» **Work to complete**
Filter the items below, copying out each line that contains the string "white".

▽

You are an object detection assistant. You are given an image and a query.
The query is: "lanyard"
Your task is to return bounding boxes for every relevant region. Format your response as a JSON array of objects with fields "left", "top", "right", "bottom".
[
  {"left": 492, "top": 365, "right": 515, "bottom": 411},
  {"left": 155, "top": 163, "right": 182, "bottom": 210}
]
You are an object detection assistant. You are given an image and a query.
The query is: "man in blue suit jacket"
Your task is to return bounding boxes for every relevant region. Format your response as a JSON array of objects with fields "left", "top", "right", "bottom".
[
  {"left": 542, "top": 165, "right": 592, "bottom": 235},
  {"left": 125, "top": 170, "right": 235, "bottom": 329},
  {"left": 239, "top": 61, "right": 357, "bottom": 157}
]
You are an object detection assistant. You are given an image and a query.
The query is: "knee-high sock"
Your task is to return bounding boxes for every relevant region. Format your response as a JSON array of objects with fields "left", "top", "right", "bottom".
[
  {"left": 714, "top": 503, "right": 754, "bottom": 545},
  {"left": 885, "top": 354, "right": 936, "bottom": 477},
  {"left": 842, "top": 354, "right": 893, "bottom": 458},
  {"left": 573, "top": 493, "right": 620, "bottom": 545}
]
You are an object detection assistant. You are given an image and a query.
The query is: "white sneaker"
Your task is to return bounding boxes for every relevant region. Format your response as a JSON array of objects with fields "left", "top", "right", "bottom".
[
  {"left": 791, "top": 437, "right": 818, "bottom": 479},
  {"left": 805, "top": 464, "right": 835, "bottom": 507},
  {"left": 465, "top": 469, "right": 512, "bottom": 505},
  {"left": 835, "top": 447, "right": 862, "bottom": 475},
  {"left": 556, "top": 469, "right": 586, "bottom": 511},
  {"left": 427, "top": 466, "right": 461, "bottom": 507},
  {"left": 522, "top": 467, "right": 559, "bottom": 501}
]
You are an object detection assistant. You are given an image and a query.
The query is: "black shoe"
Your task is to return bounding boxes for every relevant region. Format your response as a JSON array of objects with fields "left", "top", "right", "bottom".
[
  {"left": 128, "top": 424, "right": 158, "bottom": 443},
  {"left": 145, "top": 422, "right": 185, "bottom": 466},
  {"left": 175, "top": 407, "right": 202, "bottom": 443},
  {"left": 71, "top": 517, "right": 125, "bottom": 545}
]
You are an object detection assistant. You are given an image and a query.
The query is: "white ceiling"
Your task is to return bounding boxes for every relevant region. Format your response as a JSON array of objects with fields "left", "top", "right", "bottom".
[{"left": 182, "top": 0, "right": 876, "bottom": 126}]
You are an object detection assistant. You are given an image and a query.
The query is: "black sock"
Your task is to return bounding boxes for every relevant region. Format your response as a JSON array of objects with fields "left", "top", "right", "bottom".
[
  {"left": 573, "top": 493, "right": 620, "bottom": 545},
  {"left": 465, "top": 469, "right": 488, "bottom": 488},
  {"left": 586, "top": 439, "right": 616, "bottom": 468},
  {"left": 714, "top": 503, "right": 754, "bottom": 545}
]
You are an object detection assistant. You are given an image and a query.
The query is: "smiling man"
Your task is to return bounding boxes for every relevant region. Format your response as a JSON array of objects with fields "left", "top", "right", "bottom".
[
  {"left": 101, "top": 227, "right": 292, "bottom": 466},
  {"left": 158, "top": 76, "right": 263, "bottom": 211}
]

△

» **Correct result**
The query is: "white sneaker"
The query is: "white ceiling"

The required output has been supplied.